■ Exercise objective: In the listing below, print exactly the lines between the line holding "Query = curtain" and the line holding "Pick out each instance of the chair", inclusive, and no more.

=== The data ===

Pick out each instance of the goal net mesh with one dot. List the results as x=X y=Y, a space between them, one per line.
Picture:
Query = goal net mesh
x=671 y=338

===
=== The data ===

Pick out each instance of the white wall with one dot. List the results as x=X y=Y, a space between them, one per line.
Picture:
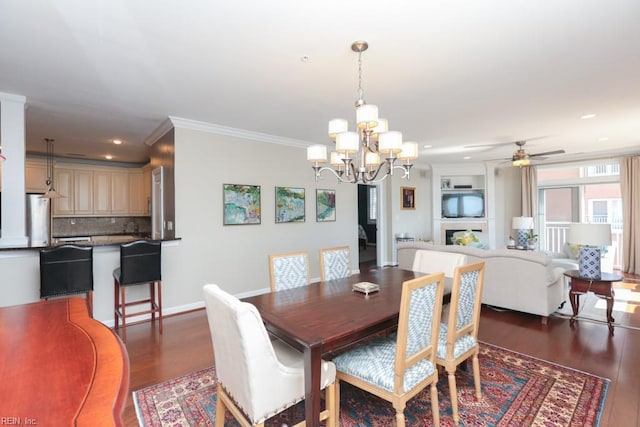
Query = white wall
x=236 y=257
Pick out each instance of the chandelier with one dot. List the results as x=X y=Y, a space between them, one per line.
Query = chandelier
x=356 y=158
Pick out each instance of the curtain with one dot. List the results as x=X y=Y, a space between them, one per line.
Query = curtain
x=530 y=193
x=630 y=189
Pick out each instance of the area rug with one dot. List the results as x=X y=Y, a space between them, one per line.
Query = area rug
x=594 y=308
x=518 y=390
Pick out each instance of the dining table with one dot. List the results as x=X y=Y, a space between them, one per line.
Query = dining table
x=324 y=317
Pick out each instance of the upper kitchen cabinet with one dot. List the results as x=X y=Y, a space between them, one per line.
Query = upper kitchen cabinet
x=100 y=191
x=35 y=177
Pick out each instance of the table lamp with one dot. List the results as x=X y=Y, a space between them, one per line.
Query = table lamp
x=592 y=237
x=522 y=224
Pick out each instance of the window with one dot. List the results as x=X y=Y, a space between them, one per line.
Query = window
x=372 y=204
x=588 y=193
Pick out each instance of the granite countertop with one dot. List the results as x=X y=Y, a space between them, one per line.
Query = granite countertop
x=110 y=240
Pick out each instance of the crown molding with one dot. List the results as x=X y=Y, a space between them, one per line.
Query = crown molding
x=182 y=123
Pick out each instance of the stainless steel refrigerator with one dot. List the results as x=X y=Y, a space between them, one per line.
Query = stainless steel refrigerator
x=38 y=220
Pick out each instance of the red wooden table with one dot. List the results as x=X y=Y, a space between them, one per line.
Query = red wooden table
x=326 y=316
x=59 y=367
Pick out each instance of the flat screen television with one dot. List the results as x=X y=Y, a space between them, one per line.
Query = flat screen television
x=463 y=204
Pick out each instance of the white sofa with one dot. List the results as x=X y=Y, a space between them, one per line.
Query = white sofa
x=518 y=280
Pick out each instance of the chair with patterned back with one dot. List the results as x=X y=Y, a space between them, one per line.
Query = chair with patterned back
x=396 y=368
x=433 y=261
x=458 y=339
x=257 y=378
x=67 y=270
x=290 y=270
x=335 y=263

===

■ The answer:
Query = curtain
x=530 y=193
x=630 y=189
Pick out each instance of the area rug with one dot. List the results as x=X y=Y, a space between them, one per line.
Query = area rug
x=594 y=308
x=518 y=390
Pick out each instance of the dining table with one dot. List the results as x=X y=Y, a space between them, one per line.
Query = dining table
x=324 y=317
Pick out each instance of the upper kitchen cabinet with one dot. List the results as x=X y=Y, a space between them, one per line.
Query = upper kitchen cabinet
x=100 y=191
x=35 y=177
Pick out each instance of the table lamp with one dot. List the results as x=X y=Y, a space between them, one per line.
Query = table lamp
x=592 y=237
x=522 y=224
Pick out each instance of the window with one dot. List the results as x=X y=Y, a space between them, one per line.
Query = window
x=372 y=204
x=588 y=193
Pick out each instance of the granite countertop with one dot. List the results as x=X y=Y, a space between them, one per line.
Query = granite countertop
x=110 y=240
Pick out each instance of the crown molding with one dot. List the results as x=X y=Y, a space between them, one per line.
Query = crown molding
x=182 y=123
Pick out each instance of the stainless steel refrigerator with one dot. List the results as x=X y=Y, a space between them, one per line.
Query = stainless steel refrigerator
x=38 y=220
Pick out each instance of the red wooden table with one dot. List the results as x=X y=Y, a space between them, one per line.
Query = red wooden table
x=326 y=316
x=59 y=367
Pick out each instance of the flat screen television with one dot. List the results as x=X y=Y, a space between them, one per line.
Query = flat screen television
x=463 y=204
Pick out each instance of the white sofa with one dot. List the results as x=X y=Y, a space between them, one per line.
Query = white sofa
x=518 y=280
Pick out each instance of the chair with patterned back with one dot. List the results as x=X y=Y, a space between them, one per line.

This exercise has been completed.